Please scale the listing from the line with "For the evaluation set, tag every instance of the hedge" up to and including the line with "[[235, 117]]": reproduce only those lines, with all other text unchanged, but multiply each point coordinate in the answers by 0.7 and round it to a whole number, rounding halves up.

-- Start Data entries --

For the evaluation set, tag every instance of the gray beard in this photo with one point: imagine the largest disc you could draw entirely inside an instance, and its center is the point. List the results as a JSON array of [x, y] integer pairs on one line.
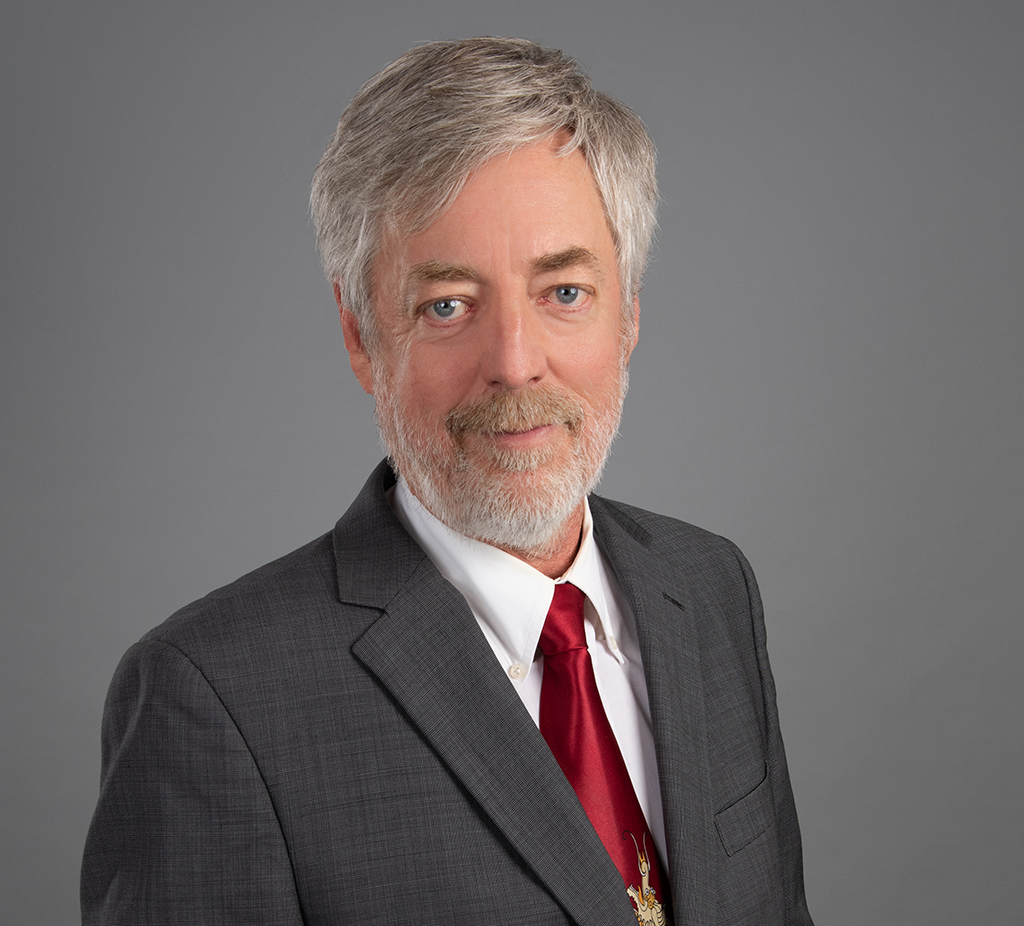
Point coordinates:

-- End Data entries --
-- Start Data entries --

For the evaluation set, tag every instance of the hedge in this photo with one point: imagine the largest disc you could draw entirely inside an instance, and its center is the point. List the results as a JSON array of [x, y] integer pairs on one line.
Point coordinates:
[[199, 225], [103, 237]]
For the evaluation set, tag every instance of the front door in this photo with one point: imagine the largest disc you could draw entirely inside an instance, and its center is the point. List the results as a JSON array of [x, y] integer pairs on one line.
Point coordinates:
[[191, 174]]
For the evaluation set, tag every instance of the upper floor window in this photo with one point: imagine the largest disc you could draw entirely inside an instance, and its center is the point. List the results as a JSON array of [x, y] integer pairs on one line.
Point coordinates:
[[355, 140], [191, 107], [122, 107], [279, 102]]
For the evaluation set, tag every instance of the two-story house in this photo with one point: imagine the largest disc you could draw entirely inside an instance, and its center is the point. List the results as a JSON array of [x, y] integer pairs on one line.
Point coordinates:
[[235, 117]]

-- End Data entries --

Answer ::
For the evaluation set, tag every instance of the hedge in this photo with one point: imagine the largest disc you could draw entirely inside an instance, and its center is the point. List the results as a JSON array of [x, y] integer pairs on one line.
Point coordinates:
[[139, 158], [72, 166]]
For the evaluation set, tag every instance of the front door in this photo with one point: imagine the largest disc you could draw entirely inside an instance, and its center is the point. List the results as a JSON array of [x, y] integer pairs on one line.
Point coordinates:
[[134, 122]]
For the evaluation set, tag every instance of the upper floor window in this photo with one point: imagine the largest disc you could draw entirely inside an instance, and its center is the point. List the results as a JSON array of [x, y] integer pairs on one line.
Point coordinates:
[[249, 98], [134, 75], [85, 75], [195, 71]]
For the evaluation set, tag every instance of the two-story house in this photo with one point: imagine the largest disc you could draw entirely inside an instance, and its center is the point. List the results as a JSON array of [x, y] integer pairs on one line.
Point coordinates:
[[165, 82]]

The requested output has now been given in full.